WHAT TO WORK ON: Using the material below, print the line that contains "of the shoreline", the line that contains "of the riverbank", and every line in between, exactly and nothing else.

*** Block opens ***

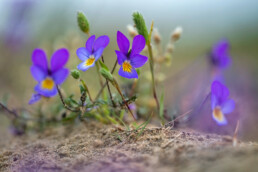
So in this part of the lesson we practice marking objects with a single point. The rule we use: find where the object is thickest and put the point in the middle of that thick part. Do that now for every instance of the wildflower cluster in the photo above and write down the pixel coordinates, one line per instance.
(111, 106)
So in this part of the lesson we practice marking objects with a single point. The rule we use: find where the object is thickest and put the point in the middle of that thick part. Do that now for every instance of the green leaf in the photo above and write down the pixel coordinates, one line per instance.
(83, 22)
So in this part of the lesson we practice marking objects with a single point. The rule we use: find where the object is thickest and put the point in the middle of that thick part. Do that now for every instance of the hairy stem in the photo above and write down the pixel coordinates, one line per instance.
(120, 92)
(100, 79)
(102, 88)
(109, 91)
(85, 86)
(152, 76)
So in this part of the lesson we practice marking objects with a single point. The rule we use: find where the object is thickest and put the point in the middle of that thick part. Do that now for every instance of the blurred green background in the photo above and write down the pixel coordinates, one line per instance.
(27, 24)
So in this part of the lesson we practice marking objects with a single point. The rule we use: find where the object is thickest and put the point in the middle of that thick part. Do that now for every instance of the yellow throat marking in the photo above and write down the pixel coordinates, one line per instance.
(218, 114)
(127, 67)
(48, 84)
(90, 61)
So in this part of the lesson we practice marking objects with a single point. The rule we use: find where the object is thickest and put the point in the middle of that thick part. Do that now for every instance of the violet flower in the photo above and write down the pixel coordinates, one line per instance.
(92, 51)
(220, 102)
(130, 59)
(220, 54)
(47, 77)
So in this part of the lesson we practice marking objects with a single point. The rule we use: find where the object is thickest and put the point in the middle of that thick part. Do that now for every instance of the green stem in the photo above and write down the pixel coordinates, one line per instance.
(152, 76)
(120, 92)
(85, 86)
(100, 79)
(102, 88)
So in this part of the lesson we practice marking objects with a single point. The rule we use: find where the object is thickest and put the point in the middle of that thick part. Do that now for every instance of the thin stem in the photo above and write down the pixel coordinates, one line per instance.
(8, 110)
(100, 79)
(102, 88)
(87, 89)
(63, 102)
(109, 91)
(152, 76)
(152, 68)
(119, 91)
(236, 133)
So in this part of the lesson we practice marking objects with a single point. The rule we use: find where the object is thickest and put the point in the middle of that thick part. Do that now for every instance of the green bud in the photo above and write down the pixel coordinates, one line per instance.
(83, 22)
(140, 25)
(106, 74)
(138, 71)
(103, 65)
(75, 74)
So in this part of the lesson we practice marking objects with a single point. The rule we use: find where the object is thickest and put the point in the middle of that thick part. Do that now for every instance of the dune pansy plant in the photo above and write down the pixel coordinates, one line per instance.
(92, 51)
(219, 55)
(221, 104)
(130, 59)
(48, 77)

*** Block closes ***
*** Block opens ***

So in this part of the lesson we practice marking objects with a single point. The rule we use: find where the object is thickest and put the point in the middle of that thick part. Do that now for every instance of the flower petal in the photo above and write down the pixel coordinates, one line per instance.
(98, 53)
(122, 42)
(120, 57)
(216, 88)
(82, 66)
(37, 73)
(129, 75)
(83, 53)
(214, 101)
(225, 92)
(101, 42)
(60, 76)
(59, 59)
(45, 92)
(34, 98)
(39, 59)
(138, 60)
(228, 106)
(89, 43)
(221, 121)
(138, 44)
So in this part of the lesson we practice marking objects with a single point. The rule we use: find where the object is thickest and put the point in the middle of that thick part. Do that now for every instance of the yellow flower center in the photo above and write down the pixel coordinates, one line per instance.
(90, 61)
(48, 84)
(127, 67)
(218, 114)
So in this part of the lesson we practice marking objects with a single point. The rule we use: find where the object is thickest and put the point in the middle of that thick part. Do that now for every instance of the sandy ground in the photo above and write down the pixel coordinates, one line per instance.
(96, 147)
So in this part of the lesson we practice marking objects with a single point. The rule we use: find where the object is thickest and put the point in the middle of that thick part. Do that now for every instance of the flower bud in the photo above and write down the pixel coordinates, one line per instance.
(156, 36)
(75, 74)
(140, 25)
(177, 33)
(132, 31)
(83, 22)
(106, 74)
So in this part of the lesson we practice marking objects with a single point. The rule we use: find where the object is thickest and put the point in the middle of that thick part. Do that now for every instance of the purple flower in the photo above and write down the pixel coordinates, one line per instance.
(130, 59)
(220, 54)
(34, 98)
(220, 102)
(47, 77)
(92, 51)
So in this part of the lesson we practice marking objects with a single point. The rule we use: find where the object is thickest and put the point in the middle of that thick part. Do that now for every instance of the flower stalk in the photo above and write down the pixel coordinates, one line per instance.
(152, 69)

*** Block closes ***
*** Block opens ***

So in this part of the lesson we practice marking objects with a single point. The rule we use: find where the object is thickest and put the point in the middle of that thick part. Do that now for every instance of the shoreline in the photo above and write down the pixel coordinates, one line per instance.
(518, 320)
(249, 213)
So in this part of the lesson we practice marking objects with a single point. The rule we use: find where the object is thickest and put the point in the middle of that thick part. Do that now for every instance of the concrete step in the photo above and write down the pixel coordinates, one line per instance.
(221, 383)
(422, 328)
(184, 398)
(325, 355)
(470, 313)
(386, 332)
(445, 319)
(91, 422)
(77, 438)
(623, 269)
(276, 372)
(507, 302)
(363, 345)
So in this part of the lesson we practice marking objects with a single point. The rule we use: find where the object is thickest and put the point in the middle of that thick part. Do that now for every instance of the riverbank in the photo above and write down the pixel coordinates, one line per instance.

*** Block closes ***

RESULT FOR THIS TASK:
So in this part of the lesson we practice marking objects with a single point. The rule we use: find where the object is thickest and put the point in the middle of that thick part. Do that now for every instance of the shoreline in the photo above and write down the pixel coordinates, one line per instance.
(518, 320)
(249, 213)
So in this part of the lesson we practice marking objects with a single point. The rule we use: find where the object is thickest and put the point in the middle of that thick part. Do that now for every instance of the concrete step in the photo above and write down the pixel coordinates, one line per instance.
(221, 383)
(422, 328)
(184, 398)
(325, 355)
(470, 313)
(386, 332)
(445, 319)
(91, 422)
(77, 438)
(623, 269)
(276, 372)
(507, 302)
(363, 345)
So in this part of the lesson we practice marking objects with a single point. The rule we use: find where the object is thickest and put the point in the middle of that thick part. Do that now for every instance of the riverbank in the photo above and write down the pixel coordinates, one line per instance.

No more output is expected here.